There is ample visual and statistical evidence that Topical Oxygen Wound Therapy has worked well in its eight years as a New York Medicaid benefit.
Key facts:
Nearly 50% of the time patients are totally cured, and 75% of the time wounds are healed enough that they can respond to other treatments.
Topical Oxygen Wound Therapy can be prescribed only when a wound has not responded to standard therapy after 30 days.
Many patients who use Topical Oxygen Wound Therapy are elderly and their wounds diabetes-related.
Topical Oxygen Wound Therapy is the least expensive advanced treatment for these wounds and is 23-87% cheaper than the alternatives.
FDA data show that Topical Oxygen Wound Therapy is one of the safest wound care therapies available today.
Topical Oxygen Wound Therapy is suitable for all healthcare environments but is most often prescribed for in-home treatment and administered by the patient. This eliminates the need for costly ambulatory care or patient transportation.
Treatment involves the delivery of 100% oxygen directly to an open wound at a pressure slightly higher than atmospheric pressure. The concentration of oxygen at the wound site increases the local cellular oxygen tension, which in turn promotes wound healing.
Joining the lawmakers were two surgeons who prescribe TOWT and one patient who credits Topical Oxygen Wound Therapy with saving his leg. The patient, Mr. Anthony Towe, of Harlem, is a diabetic who had a severe wound on the bottom of his left foot that was healed by Topical Oxygen Wound Therapy prescribed for him by a doctor at Harlem Hospital.
Mr. Towe said: “I am grateful for this treatment and that doctors could prescribe it for me. I really believe that if not for Topical Oxygen Wound Therapy, I would have lost my left foot. It would be wrong to deny other people a treatment that can really help them.”
Dr. Amit Shah, Chief of Vascular Surgery and Co-Director of Endovascular Services at Jacobi Medical Center in the Bronx, said: “Patients suffering from chronic wounds of this nature deserve to have access to treatments that will ease their pain and cure their wounds. In the Bronx, I see a great many patients with skin wounds related to diabetes or vascular diseases who this treatment can help. As a doctor, I cannot see why the State would deny sick people access to this treatment.”
Dr. James De Meo, Chairman of Foot & Ankle Surgery and Director of Wound Care at Interfaith Medical Center in Brooklyn, said: “Taking this away limits the treatment options we have for our patients who have chronic wounds. What ends up happening is these wounds are there for weeks, months, years, which leads to infection, hospitalization, surgical procedures and unfortunately amputation.”
Paul A. Geary Jr., founder and CEO of GWR Medical, which provides Topical Oxygen Wound Therapy, said: “Chronic non-healing wounds are major health problem that change people’s lives. Allowing this therapy will help New York State meet its health care goals. It reduces the need for expensive hospitalization, is highly effective where other treatments have failed, and is less expensive than the alternatives. And it’s much better for patients suffering from these kind of painful, chronic wounds.”
About Senator Kevin Parker
Senator Kevin S. Parker is intimately familiar with the needs of his ethnically diverse Brooklyn community that consists of 318,000 constituents in Flatbush, East Flatbush, Midwood, Ditmas Park, Kensington, Windsor Terrace, and Park Slope. He is the Assistant Democratic Leader for Intergovernmental Affairs, Ranking Member of the Senate Committees on Energy and Telecommunications Committee and Alcoholism and Substance Abuse, and Chair of the Democratic Task Force on New Americans.

• EXERCISE INSTRUCTIONS
Reproduce the part of the text on Topical Oxygen Wound Therapy that starts at the words "Topical Oxygen Wound Therapy can" and stops after the words "cheaper than the alternatives.", copying it word for word.

• RECORDED DATA
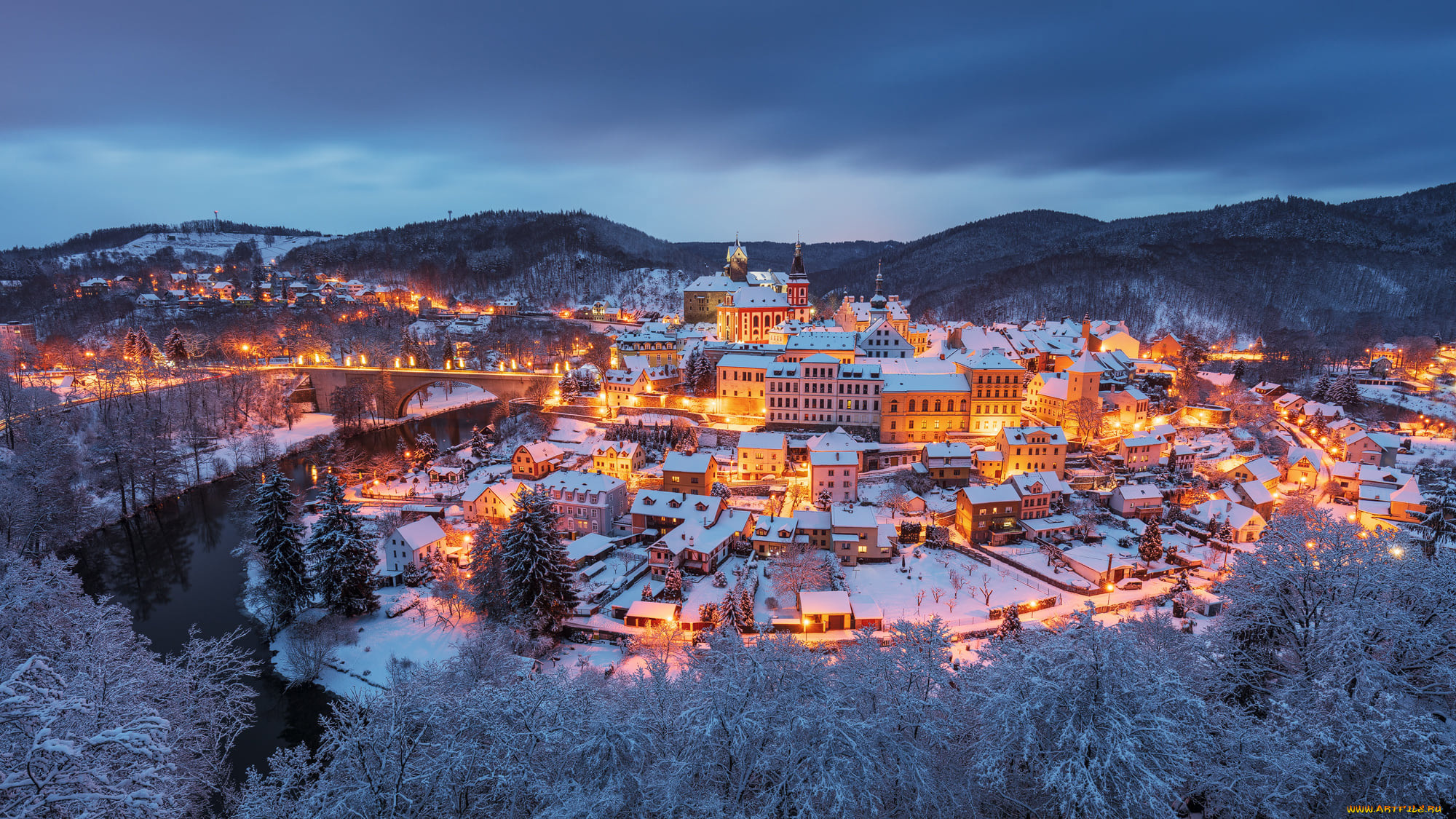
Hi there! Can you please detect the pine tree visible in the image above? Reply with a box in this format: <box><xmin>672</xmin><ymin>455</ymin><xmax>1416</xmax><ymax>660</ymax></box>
<box><xmin>466</xmin><ymin>522</ymin><xmax>511</xmax><ymax>615</ymax></box>
<box><xmin>1328</xmin><ymin>373</ymin><xmax>1360</xmax><ymax>413</ymax></box>
<box><xmin>1137</xmin><ymin>523</ymin><xmax>1163</xmax><ymax>563</ymax></box>
<box><xmin>1309</xmin><ymin>373</ymin><xmax>1329</xmax><ymax>403</ymax></box>
<box><xmin>162</xmin><ymin>328</ymin><xmax>186</xmax><ymax>364</ymax></box>
<box><xmin>135</xmin><ymin>328</ymin><xmax>157</xmax><ymax>364</ymax></box>
<box><xmin>662</xmin><ymin>566</ymin><xmax>683</xmax><ymax>601</ymax></box>
<box><xmin>996</xmin><ymin>604</ymin><xmax>1021</xmax><ymax>640</ymax></box>
<box><xmin>309</xmin><ymin>475</ymin><xmax>379</xmax><ymax>617</ymax></box>
<box><xmin>501</xmin><ymin>487</ymin><xmax>577</xmax><ymax>624</ymax></box>
<box><xmin>249</xmin><ymin>470</ymin><xmax>309</xmax><ymax>622</ymax></box>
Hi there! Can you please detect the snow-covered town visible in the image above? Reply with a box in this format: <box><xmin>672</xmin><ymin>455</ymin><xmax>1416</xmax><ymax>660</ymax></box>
<box><xmin>0</xmin><ymin>0</ymin><xmax>1456</xmax><ymax>819</ymax></box>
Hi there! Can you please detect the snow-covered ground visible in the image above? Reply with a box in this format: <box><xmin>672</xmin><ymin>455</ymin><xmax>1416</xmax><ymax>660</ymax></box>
<box><xmin>1360</xmin><ymin>383</ymin><xmax>1456</xmax><ymax>422</ymax></box>
<box><xmin>60</xmin><ymin>227</ymin><xmax>331</xmax><ymax>265</ymax></box>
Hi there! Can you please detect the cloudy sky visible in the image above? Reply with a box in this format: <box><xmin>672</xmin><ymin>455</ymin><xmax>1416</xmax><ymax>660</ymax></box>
<box><xmin>0</xmin><ymin>0</ymin><xmax>1456</xmax><ymax>246</ymax></box>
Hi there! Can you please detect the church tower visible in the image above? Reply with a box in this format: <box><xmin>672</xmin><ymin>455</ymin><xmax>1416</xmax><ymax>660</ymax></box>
<box><xmin>789</xmin><ymin>242</ymin><xmax>811</xmax><ymax>322</ymax></box>
<box><xmin>724</xmin><ymin>236</ymin><xmax>748</xmax><ymax>281</ymax></box>
<box><xmin>1067</xmin><ymin>349</ymin><xmax>1102</xmax><ymax>411</ymax></box>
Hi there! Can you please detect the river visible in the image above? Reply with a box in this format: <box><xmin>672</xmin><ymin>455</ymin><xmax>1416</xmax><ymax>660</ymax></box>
<box><xmin>64</xmin><ymin>403</ymin><xmax>501</xmax><ymax>780</ymax></box>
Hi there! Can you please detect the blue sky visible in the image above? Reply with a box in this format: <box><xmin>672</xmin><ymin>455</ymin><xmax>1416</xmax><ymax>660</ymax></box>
<box><xmin>0</xmin><ymin>0</ymin><xmax>1456</xmax><ymax>246</ymax></box>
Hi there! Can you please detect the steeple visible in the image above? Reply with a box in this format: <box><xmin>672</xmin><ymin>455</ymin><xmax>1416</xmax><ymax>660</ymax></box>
<box><xmin>789</xmin><ymin>242</ymin><xmax>810</xmax><ymax>281</ymax></box>
<box><xmin>869</xmin><ymin>261</ymin><xmax>888</xmax><ymax>313</ymax></box>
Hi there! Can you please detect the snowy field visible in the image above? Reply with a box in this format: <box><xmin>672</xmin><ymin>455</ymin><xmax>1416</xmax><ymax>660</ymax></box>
<box><xmin>61</xmin><ymin>233</ymin><xmax>331</xmax><ymax>266</ymax></box>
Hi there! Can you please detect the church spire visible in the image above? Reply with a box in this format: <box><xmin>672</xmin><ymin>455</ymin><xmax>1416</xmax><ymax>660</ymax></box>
<box><xmin>789</xmin><ymin>242</ymin><xmax>810</xmax><ymax>281</ymax></box>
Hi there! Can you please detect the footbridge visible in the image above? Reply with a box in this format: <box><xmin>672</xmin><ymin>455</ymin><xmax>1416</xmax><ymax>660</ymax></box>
<box><xmin>278</xmin><ymin>364</ymin><xmax>561</xmax><ymax>419</ymax></box>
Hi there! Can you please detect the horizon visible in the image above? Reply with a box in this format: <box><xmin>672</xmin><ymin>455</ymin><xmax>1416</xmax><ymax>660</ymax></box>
<box><xmin>0</xmin><ymin>0</ymin><xmax>1456</xmax><ymax>246</ymax></box>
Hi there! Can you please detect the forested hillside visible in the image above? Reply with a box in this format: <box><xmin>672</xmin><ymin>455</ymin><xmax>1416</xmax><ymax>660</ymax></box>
<box><xmin>812</xmin><ymin>185</ymin><xmax>1456</xmax><ymax>336</ymax></box>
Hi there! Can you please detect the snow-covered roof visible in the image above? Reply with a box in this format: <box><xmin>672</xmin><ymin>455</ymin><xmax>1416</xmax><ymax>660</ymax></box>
<box><xmin>562</xmin><ymin>532</ymin><xmax>616</xmax><ymax>561</ymax></box>
<box><xmin>882</xmin><ymin>373</ymin><xmax>971</xmax><ymax>393</ymax></box>
<box><xmin>662</xmin><ymin>452</ymin><xmax>713</xmax><ymax>472</ymax></box>
<box><xmin>1002</xmin><ymin>427</ymin><xmax>1067</xmax><ymax>443</ymax></box>
<box><xmin>628</xmin><ymin>601</ymin><xmax>680</xmax><ymax>621</ymax></box>
<box><xmin>537</xmin><ymin>470</ymin><xmax>626</xmax><ymax>493</ymax></box>
<box><xmin>799</xmin><ymin>592</ymin><xmax>855</xmax><ymax>617</ymax></box>
<box><xmin>517</xmin><ymin>440</ymin><xmax>565</xmax><ymax>464</ymax></box>
<box><xmin>1112</xmin><ymin>484</ymin><xmax>1163</xmax><ymax>500</ymax></box>
<box><xmin>738</xmin><ymin>433</ymin><xmax>786</xmax><ymax>449</ymax></box>
<box><xmin>395</xmin><ymin>518</ymin><xmax>446</xmax><ymax>550</ymax></box>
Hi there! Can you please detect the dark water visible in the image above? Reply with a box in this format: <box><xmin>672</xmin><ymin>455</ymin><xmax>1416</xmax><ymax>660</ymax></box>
<box><xmin>74</xmin><ymin>403</ymin><xmax>499</xmax><ymax>778</ymax></box>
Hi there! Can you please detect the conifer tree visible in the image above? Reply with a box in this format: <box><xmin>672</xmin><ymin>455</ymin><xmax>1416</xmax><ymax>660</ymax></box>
<box><xmin>162</xmin><ymin>328</ymin><xmax>186</xmax><ymax>364</ymax></box>
<box><xmin>996</xmin><ymin>604</ymin><xmax>1021</xmax><ymax>640</ymax></box>
<box><xmin>662</xmin><ymin>566</ymin><xmax>683</xmax><ymax>601</ymax></box>
<box><xmin>466</xmin><ymin>522</ymin><xmax>511</xmax><ymax>617</ymax></box>
<box><xmin>1137</xmin><ymin>522</ymin><xmax>1163</xmax><ymax>563</ymax></box>
<box><xmin>501</xmin><ymin>487</ymin><xmax>577</xmax><ymax>625</ymax></box>
<box><xmin>309</xmin><ymin>475</ymin><xmax>379</xmax><ymax>617</ymax></box>
<box><xmin>1309</xmin><ymin>373</ymin><xmax>1329</xmax><ymax>403</ymax></box>
<box><xmin>249</xmin><ymin>470</ymin><xmax>309</xmax><ymax>622</ymax></box>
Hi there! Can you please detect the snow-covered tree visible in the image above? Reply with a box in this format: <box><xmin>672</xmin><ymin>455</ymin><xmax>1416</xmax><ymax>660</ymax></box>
<box><xmin>769</xmin><ymin>544</ymin><xmax>833</xmax><ymax>601</ymax></box>
<box><xmin>1309</xmin><ymin>373</ymin><xmax>1331</xmax><ymax>403</ymax></box>
<box><xmin>162</xmin><ymin>328</ymin><xmax>188</xmax><ymax>364</ymax></box>
<box><xmin>309</xmin><ymin>474</ymin><xmax>379</xmax><ymax>617</ymax></box>
<box><xmin>501</xmin><ymin>487</ymin><xmax>577</xmax><ymax>627</ymax></box>
<box><xmin>1137</xmin><ymin>522</ymin><xmax>1163</xmax><ymax>563</ymax></box>
<box><xmin>249</xmin><ymin>470</ymin><xmax>309</xmax><ymax>622</ymax></box>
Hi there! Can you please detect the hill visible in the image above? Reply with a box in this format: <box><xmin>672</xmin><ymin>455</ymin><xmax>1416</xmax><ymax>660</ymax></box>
<box><xmin>811</xmin><ymin>185</ymin><xmax>1456</xmax><ymax>338</ymax></box>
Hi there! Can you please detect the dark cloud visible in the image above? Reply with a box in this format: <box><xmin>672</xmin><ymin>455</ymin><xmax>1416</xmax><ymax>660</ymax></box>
<box><xmin>0</xmin><ymin>0</ymin><xmax>1456</xmax><ymax>242</ymax></box>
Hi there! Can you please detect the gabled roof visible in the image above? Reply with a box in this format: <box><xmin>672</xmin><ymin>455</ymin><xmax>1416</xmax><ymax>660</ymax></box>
<box><xmin>395</xmin><ymin>518</ymin><xmax>446</xmax><ymax>550</ymax></box>
<box><xmin>662</xmin><ymin>452</ymin><xmax>713</xmax><ymax>472</ymax></box>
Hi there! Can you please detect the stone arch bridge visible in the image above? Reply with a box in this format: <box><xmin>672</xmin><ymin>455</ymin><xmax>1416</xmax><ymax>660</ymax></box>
<box><xmin>280</xmin><ymin>364</ymin><xmax>561</xmax><ymax>419</ymax></box>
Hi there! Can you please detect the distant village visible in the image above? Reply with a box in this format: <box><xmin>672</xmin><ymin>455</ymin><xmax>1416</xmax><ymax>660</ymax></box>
<box><xmin>347</xmin><ymin>237</ymin><xmax>1452</xmax><ymax>643</ymax></box>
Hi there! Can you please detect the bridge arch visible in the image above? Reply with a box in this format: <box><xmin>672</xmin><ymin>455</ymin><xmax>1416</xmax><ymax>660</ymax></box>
<box><xmin>395</xmin><ymin>377</ymin><xmax>501</xmax><ymax>419</ymax></box>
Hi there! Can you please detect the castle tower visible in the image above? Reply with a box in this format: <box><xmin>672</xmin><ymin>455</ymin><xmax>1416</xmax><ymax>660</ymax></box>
<box><xmin>724</xmin><ymin>236</ymin><xmax>748</xmax><ymax>281</ymax></box>
<box><xmin>789</xmin><ymin>242</ymin><xmax>810</xmax><ymax>320</ymax></box>
<box><xmin>1067</xmin><ymin>349</ymin><xmax>1102</xmax><ymax>410</ymax></box>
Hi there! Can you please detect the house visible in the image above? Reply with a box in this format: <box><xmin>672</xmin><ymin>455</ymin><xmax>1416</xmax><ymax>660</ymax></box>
<box><xmin>996</xmin><ymin>427</ymin><xmax>1067</xmax><ymax>478</ymax></box>
<box><xmin>1345</xmin><ymin>433</ymin><xmax>1401</xmax><ymax>467</ymax></box>
<box><xmin>810</xmin><ymin>451</ymin><xmax>859</xmax><ymax>503</ymax></box>
<box><xmin>920</xmin><ymin>440</ymin><xmax>977</xmax><ymax>487</ymax></box>
<box><xmin>511</xmin><ymin>440</ymin><xmax>566</xmax><ymax>481</ymax></box>
<box><xmin>1006</xmin><ymin>472</ymin><xmax>1072</xmax><ymax>521</ymax></box>
<box><xmin>464</xmin><ymin>480</ymin><xmax>521</xmax><ymax>525</ymax></box>
<box><xmin>562</xmin><ymin>532</ymin><xmax>617</xmax><ymax>569</ymax></box>
<box><xmin>383</xmin><ymin>518</ymin><xmax>447</xmax><ymax>573</ymax></box>
<box><xmin>1223</xmin><ymin>456</ymin><xmax>1280</xmax><ymax>490</ymax></box>
<box><xmin>1229</xmin><ymin>481</ymin><xmax>1274</xmax><ymax>521</ymax></box>
<box><xmin>591</xmin><ymin>440</ymin><xmax>646</xmax><ymax>481</ymax></box>
<box><xmin>955</xmin><ymin>484</ymin><xmax>1021</xmax><ymax>547</ymax></box>
<box><xmin>648</xmin><ymin>509</ymin><xmax>754</xmax><ymax>577</ymax></box>
<box><xmin>751</xmin><ymin>516</ymin><xmax>808</xmax><ymax>558</ymax></box>
<box><xmin>828</xmin><ymin>505</ymin><xmax>895</xmax><ymax>566</ymax></box>
<box><xmin>430</xmin><ymin>467</ymin><xmax>464</xmax><ymax>484</ymax></box>
<box><xmin>537</xmin><ymin>471</ymin><xmax>628</xmax><ymax>535</ymax></box>
<box><xmin>974</xmin><ymin>449</ymin><xmax>1006</xmax><ymax>481</ymax></box>
<box><xmin>662</xmin><ymin>452</ymin><xmax>718</xmax><ymax>496</ymax></box>
<box><xmin>794</xmin><ymin>509</ymin><xmax>834</xmax><ymax>550</ymax></box>
<box><xmin>1274</xmin><ymin>392</ymin><xmax>1307</xmax><ymax>419</ymax></box>
<box><xmin>1117</xmin><ymin>436</ymin><xmax>1163</xmax><ymax>472</ymax></box>
<box><xmin>738</xmin><ymin>433</ymin><xmax>789</xmax><ymax>481</ymax></box>
<box><xmin>798</xmin><ymin>592</ymin><xmax>855</xmax><ymax>634</ymax></box>
<box><xmin>1147</xmin><ymin>332</ymin><xmax>1182</xmax><ymax>361</ymax></box>
<box><xmin>1284</xmin><ymin>446</ymin><xmax>1324</xmax><ymax>488</ymax></box>
<box><xmin>1188</xmin><ymin>499</ymin><xmax>1267</xmax><ymax>544</ymax></box>
<box><xmin>629</xmin><ymin>490</ymin><xmax>724</xmax><ymax>535</ymax></box>
<box><xmin>1168</xmin><ymin>443</ymin><xmax>1198</xmax><ymax>474</ymax></box>
<box><xmin>622</xmin><ymin>601</ymin><xmax>683</xmax><ymax>628</ymax></box>
<box><xmin>1108</xmin><ymin>484</ymin><xmax>1163</xmax><ymax>521</ymax></box>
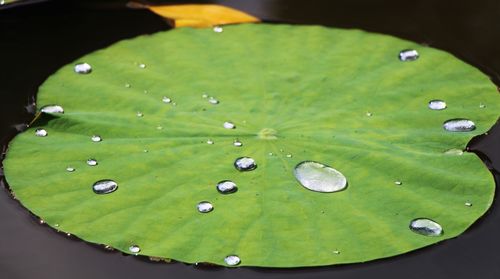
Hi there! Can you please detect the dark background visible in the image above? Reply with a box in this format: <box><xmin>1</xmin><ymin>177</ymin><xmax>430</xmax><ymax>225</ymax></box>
<box><xmin>0</xmin><ymin>0</ymin><xmax>500</xmax><ymax>279</ymax></box>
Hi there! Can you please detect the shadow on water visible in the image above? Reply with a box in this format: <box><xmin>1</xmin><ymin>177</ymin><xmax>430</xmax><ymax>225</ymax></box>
<box><xmin>0</xmin><ymin>0</ymin><xmax>500</xmax><ymax>278</ymax></box>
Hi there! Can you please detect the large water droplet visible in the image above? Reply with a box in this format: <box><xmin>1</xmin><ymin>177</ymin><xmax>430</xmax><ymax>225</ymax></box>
<box><xmin>410</xmin><ymin>218</ymin><xmax>443</xmax><ymax>236</ymax></box>
<box><xmin>75</xmin><ymin>63</ymin><xmax>92</xmax><ymax>74</ymax></box>
<box><xmin>428</xmin><ymin>100</ymin><xmax>446</xmax><ymax>110</ymax></box>
<box><xmin>35</xmin><ymin>129</ymin><xmax>49</xmax><ymax>137</ymax></box>
<box><xmin>399</xmin><ymin>49</ymin><xmax>419</xmax><ymax>61</ymax></box>
<box><xmin>234</xmin><ymin>157</ymin><xmax>257</xmax><ymax>171</ymax></box>
<box><xmin>128</xmin><ymin>244</ymin><xmax>141</xmax><ymax>254</ymax></box>
<box><xmin>90</xmin><ymin>135</ymin><xmax>102</xmax><ymax>142</ymax></box>
<box><xmin>40</xmin><ymin>105</ymin><xmax>64</xmax><ymax>113</ymax></box>
<box><xmin>217</xmin><ymin>180</ymin><xmax>238</xmax><ymax>194</ymax></box>
<box><xmin>223</xmin><ymin>121</ymin><xmax>236</xmax><ymax>129</ymax></box>
<box><xmin>294</xmin><ymin>161</ymin><xmax>347</xmax><ymax>193</ymax></box>
<box><xmin>92</xmin><ymin>179</ymin><xmax>118</xmax><ymax>194</ymax></box>
<box><xmin>443</xmin><ymin>118</ymin><xmax>476</xmax><ymax>132</ymax></box>
<box><xmin>196</xmin><ymin>201</ymin><xmax>214</xmax><ymax>213</ymax></box>
<box><xmin>224</xmin><ymin>255</ymin><xmax>241</xmax><ymax>266</ymax></box>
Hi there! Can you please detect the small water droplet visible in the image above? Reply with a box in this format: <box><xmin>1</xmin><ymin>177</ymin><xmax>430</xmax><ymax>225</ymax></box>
<box><xmin>399</xmin><ymin>49</ymin><xmax>419</xmax><ymax>61</ymax></box>
<box><xmin>443</xmin><ymin>118</ymin><xmax>476</xmax><ymax>132</ymax></box>
<box><xmin>234</xmin><ymin>157</ymin><xmax>257</xmax><ymax>171</ymax></box>
<box><xmin>293</xmin><ymin>161</ymin><xmax>347</xmax><ymax>193</ymax></box>
<box><xmin>92</xmin><ymin>179</ymin><xmax>118</xmax><ymax>194</ymax></box>
<box><xmin>217</xmin><ymin>180</ymin><xmax>238</xmax><ymax>194</ymax></box>
<box><xmin>196</xmin><ymin>201</ymin><xmax>214</xmax><ymax>213</ymax></box>
<box><xmin>224</xmin><ymin>255</ymin><xmax>241</xmax><ymax>266</ymax></box>
<box><xmin>128</xmin><ymin>244</ymin><xmax>141</xmax><ymax>254</ymax></box>
<box><xmin>161</xmin><ymin>96</ymin><xmax>172</xmax><ymax>104</ymax></box>
<box><xmin>90</xmin><ymin>135</ymin><xmax>102</xmax><ymax>142</ymax></box>
<box><xmin>214</xmin><ymin>25</ymin><xmax>224</xmax><ymax>33</ymax></box>
<box><xmin>35</xmin><ymin>129</ymin><xmax>49</xmax><ymax>137</ymax></box>
<box><xmin>208</xmin><ymin>97</ymin><xmax>219</xmax><ymax>105</ymax></box>
<box><xmin>40</xmin><ymin>105</ymin><xmax>64</xmax><ymax>113</ymax></box>
<box><xmin>233</xmin><ymin>140</ymin><xmax>243</xmax><ymax>147</ymax></box>
<box><xmin>444</xmin><ymin>148</ymin><xmax>464</xmax><ymax>155</ymax></box>
<box><xmin>223</xmin><ymin>121</ymin><xmax>236</xmax><ymax>129</ymax></box>
<box><xmin>410</xmin><ymin>218</ymin><xmax>443</xmax><ymax>236</ymax></box>
<box><xmin>75</xmin><ymin>63</ymin><xmax>92</xmax><ymax>74</ymax></box>
<box><xmin>428</xmin><ymin>100</ymin><xmax>446</xmax><ymax>110</ymax></box>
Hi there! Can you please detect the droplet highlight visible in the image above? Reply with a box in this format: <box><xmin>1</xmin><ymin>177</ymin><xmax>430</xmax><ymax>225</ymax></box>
<box><xmin>224</xmin><ymin>255</ymin><xmax>241</xmax><ymax>266</ymax></box>
<box><xmin>410</xmin><ymin>218</ymin><xmax>443</xmax><ymax>236</ymax></box>
<box><xmin>196</xmin><ymin>201</ymin><xmax>214</xmax><ymax>213</ymax></box>
<box><xmin>234</xmin><ymin>157</ymin><xmax>257</xmax><ymax>171</ymax></box>
<box><xmin>293</xmin><ymin>161</ymin><xmax>347</xmax><ymax>193</ymax></box>
<box><xmin>443</xmin><ymin>118</ymin><xmax>476</xmax><ymax>132</ymax></box>
<box><xmin>74</xmin><ymin>63</ymin><xmax>92</xmax><ymax>75</ymax></box>
<box><xmin>427</xmin><ymin>100</ymin><xmax>446</xmax><ymax>110</ymax></box>
<box><xmin>399</xmin><ymin>49</ymin><xmax>419</xmax><ymax>61</ymax></box>
<box><xmin>35</xmin><ymin>129</ymin><xmax>49</xmax><ymax>137</ymax></box>
<box><xmin>40</xmin><ymin>105</ymin><xmax>64</xmax><ymax>113</ymax></box>
<box><xmin>217</xmin><ymin>180</ymin><xmax>238</xmax><ymax>194</ymax></box>
<box><xmin>92</xmin><ymin>179</ymin><xmax>118</xmax><ymax>194</ymax></box>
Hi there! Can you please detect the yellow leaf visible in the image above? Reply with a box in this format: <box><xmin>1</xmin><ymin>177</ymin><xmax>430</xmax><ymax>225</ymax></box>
<box><xmin>147</xmin><ymin>4</ymin><xmax>260</xmax><ymax>27</ymax></box>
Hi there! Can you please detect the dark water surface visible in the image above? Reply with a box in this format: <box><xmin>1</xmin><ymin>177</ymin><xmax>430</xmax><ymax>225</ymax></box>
<box><xmin>0</xmin><ymin>0</ymin><xmax>500</xmax><ymax>279</ymax></box>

• RESULT
Topical Oxygen Wound Therapy can be prescribed only when a wound has not responded to standard therapy after 30 days.
Many patients who use Topical Oxygen Wound Therapy are elderly and their wounds diabetes-related.
Topical Oxygen Wound Therapy is the least expensive advanced treatment for these wounds and is 23-87% cheaper than the alternatives.